- TASK DIRECTIONS
Find every line in the listing below that contains the word "dark" and copy each of those lines in full.

- AVAILABLE DATA
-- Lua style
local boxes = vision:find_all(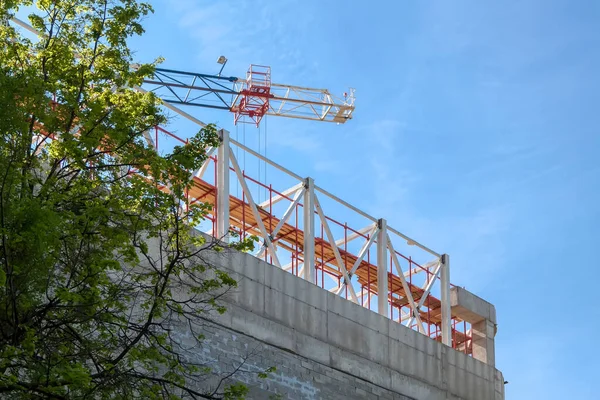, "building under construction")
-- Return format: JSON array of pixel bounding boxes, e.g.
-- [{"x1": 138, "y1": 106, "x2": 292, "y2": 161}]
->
[{"x1": 11, "y1": 14, "x2": 504, "y2": 400}]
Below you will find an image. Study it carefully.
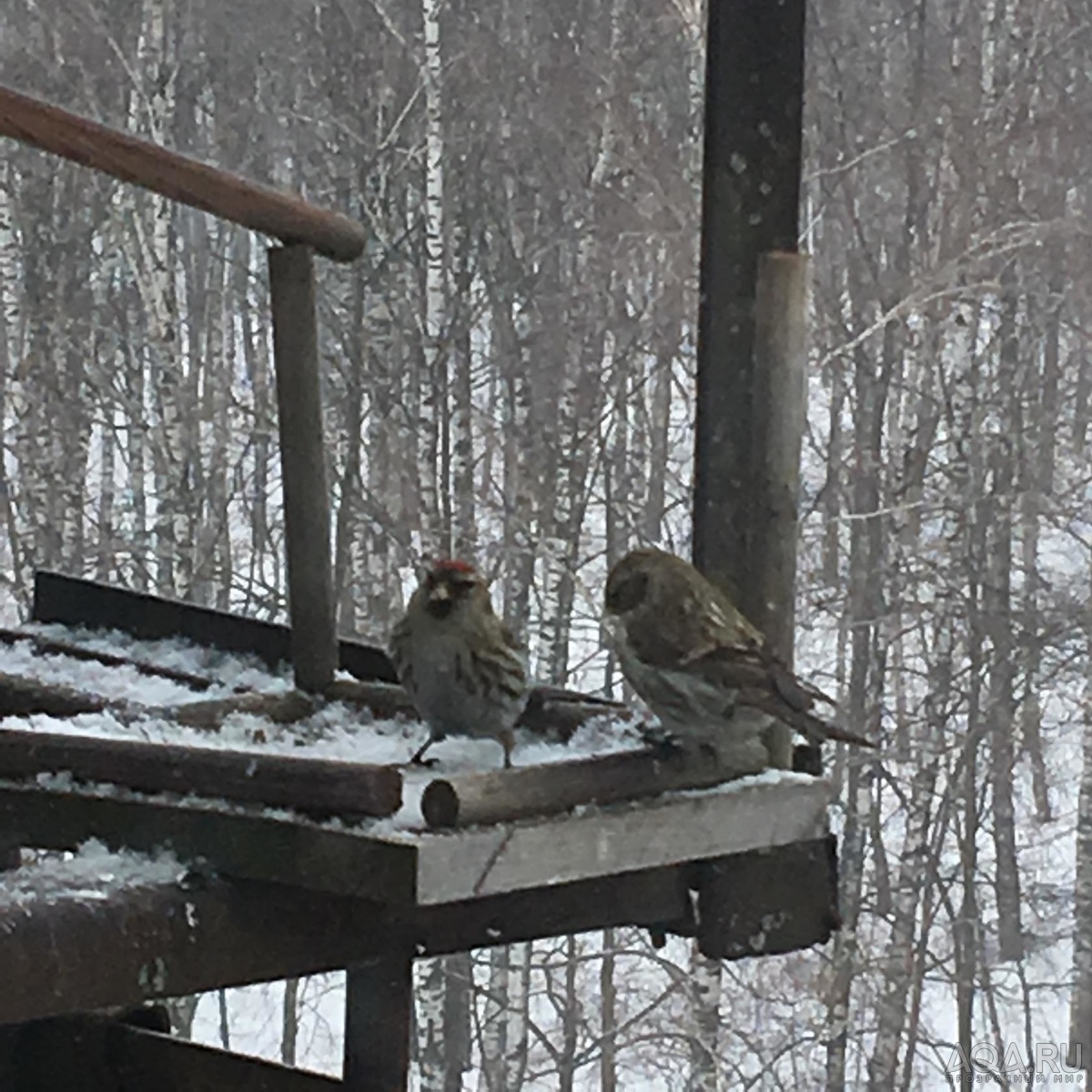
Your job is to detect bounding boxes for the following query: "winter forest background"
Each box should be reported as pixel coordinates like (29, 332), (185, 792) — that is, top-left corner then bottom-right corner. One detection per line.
(0, 0), (1092, 1092)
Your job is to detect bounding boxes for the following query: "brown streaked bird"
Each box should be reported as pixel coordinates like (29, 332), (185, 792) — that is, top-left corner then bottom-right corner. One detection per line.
(605, 548), (875, 774)
(389, 561), (528, 768)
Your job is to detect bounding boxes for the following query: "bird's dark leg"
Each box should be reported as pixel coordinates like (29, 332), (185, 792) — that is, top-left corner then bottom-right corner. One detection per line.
(410, 736), (436, 766)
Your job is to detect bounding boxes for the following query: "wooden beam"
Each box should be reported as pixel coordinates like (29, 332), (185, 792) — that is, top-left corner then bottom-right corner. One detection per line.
(0, 1015), (342, 1092)
(0, 87), (367, 262)
(0, 629), (238, 693)
(413, 774), (830, 905)
(268, 246), (338, 693)
(31, 569), (399, 683)
(342, 950), (413, 1092)
(697, 834), (841, 960)
(420, 752), (743, 829)
(693, 0), (806, 612)
(0, 728), (402, 818)
(0, 673), (110, 716)
(0, 868), (690, 1026)
(0, 783), (415, 905)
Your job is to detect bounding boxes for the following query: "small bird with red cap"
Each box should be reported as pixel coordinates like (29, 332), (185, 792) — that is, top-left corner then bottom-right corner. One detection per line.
(389, 561), (529, 768)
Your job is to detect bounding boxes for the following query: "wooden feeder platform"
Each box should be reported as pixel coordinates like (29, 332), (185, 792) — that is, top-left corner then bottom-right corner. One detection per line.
(0, 572), (837, 1088)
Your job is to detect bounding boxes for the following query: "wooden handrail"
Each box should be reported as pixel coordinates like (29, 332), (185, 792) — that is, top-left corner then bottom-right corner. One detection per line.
(0, 86), (367, 262)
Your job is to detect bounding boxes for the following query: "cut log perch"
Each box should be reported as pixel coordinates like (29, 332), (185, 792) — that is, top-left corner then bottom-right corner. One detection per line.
(420, 750), (751, 830)
(0, 730), (402, 815)
(0, 87), (367, 262)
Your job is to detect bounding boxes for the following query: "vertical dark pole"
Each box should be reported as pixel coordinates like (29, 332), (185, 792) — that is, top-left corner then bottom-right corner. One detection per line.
(342, 952), (413, 1092)
(693, 0), (804, 624)
(268, 245), (338, 693)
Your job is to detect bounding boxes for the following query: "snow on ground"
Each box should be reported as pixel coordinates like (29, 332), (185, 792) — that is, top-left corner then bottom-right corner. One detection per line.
(0, 839), (186, 912)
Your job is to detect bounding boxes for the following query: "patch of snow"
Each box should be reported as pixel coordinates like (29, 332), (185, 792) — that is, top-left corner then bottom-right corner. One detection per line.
(0, 839), (186, 910)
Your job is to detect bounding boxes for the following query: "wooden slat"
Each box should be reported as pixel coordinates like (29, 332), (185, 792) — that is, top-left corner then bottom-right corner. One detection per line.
(32, 569), (399, 682)
(115, 1025), (342, 1092)
(420, 752), (728, 829)
(0, 87), (367, 262)
(0, 868), (690, 1026)
(0, 728), (402, 817)
(414, 774), (831, 905)
(268, 246), (338, 693)
(0, 784), (415, 905)
(0, 629), (233, 693)
(0, 1015), (342, 1092)
(32, 569), (626, 739)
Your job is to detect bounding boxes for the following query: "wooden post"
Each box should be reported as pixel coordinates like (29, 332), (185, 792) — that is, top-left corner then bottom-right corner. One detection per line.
(342, 951), (413, 1092)
(747, 251), (808, 665)
(693, 0), (815, 772)
(268, 245), (338, 693)
(693, 0), (806, 615)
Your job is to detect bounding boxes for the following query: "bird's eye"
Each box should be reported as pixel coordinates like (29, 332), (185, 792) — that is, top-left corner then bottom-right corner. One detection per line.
(606, 572), (649, 613)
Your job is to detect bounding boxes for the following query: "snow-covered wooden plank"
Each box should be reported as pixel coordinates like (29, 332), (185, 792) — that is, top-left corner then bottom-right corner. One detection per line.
(32, 569), (398, 682)
(0, 850), (690, 1022)
(0, 783), (415, 905)
(414, 772), (831, 905)
(420, 749), (768, 830)
(0, 728), (402, 817)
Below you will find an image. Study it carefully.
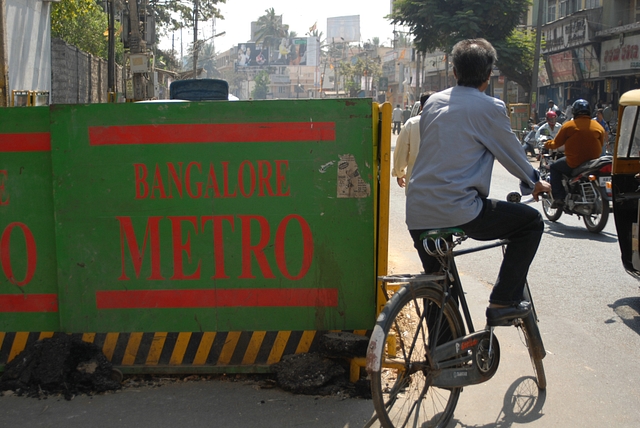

- REPLY TO THE TASK
Your job is to detect bounding boxes for the following query: "bird's dark leg"
Your job is to detect bounding boxes for the following query: "vertical dark pole"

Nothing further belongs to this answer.